— SHORT PROBLEM —
Reproduce the lines below, replacing "clam shell" with "seashell" and leaving everything else unchanged. Omit the pictures from your answer.
* start *
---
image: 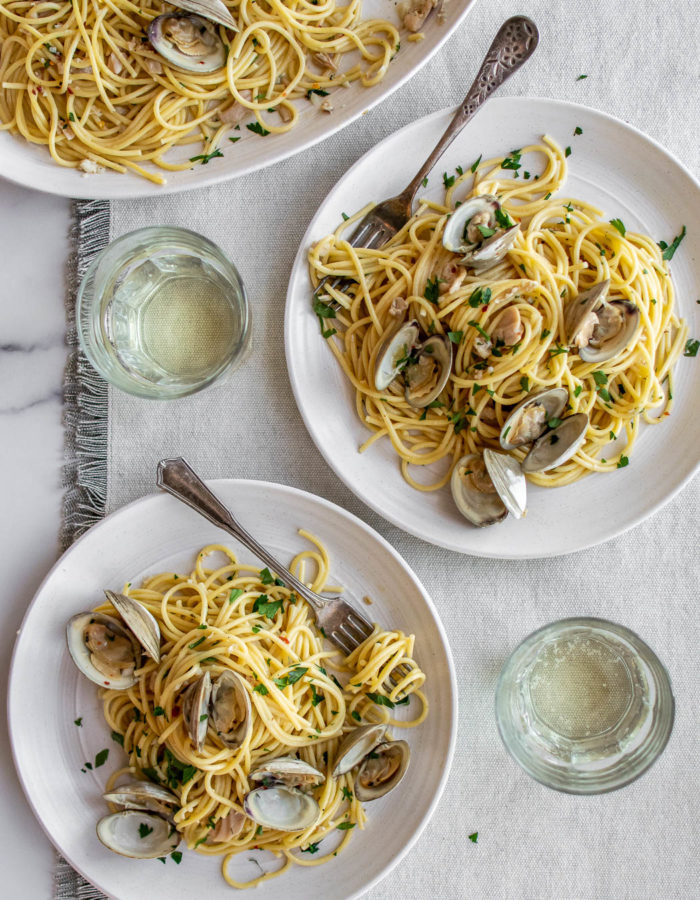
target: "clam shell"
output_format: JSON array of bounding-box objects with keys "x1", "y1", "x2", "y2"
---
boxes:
[
  {"x1": 450, "y1": 453, "x2": 508, "y2": 528},
  {"x1": 355, "y1": 741, "x2": 411, "y2": 803},
  {"x1": 404, "y1": 335, "x2": 452, "y2": 409},
  {"x1": 243, "y1": 784, "x2": 321, "y2": 831},
  {"x1": 105, "y1": 591, "x2": 160, "y2": 662},
  {"x1": 333, "y1": 725, "x2": 386, "y2": 778},
  {"x1": 500, "y1": 388, "x2": 569, "y2": 450},
  {"x1": 97, "y1": 809, "x2": 180, "y2": 859},
  {"x1": 484, "y1": 448, "x2": 527, "y2": 519},
  {"x1": 248, "y1": 756, "x2": 326, "y2": 787},
  {"x1": 374, "y1": 319, "x2": 420, "y2": 391},
  {"x1": 522, "y1": 413, "x2": 588, "y2": 472},
  {"x1": 66, "y1": 612, "x2": 142, "y2": 691},
  {"x1": 209, "y1": 669, "x2": 253, "y2": 750}
]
* end *
— FULL ANSWER —
---
image: 
target: "seashell"
output_format: JSON array of bounding-box objects with keys "x1", "y1", "x2", "y2"
---
boxes:
[
  {"x1": 450, "y1": 453, "x2": 508, "y2": 528},
  {"x1": 355, "y1": 741, "x2": 411, "y2": 803},
  {"x1": 404, "y1": 335, "x2": 452, "y2": 409},
  {"x1": 243, "y1": 784, "x2": 321, "y2": 831},
  {"x1": 105, "y1": 591, "x2": 160, "y2": 662},
  {"x1": 333, "y1": 725, "x2": 386, "y2": 778},
  {"x1": 500, "y1": 388, "x2": 569, "y2": 450},
  {"x1": 97, "y1": 809, "x2": 180, "y2": 859},
  {"x1": 484, "y1": 448, "x2": 527, "y2": 519},
  {"x1": 248, "y1": 756, "x2": 326, "y2": 787},
  {"x1": 374, "y1": 319, "x2": 420, "y2": 391},
  {"x1": 522, "y1": 413, "x2": 588, "y2": 472},
  {"x1": 66, "y1": 612, "x2": 142, "y2": 691},
  {"x1": 209, "y1": 669, "x2": 253, "y2": 750}
]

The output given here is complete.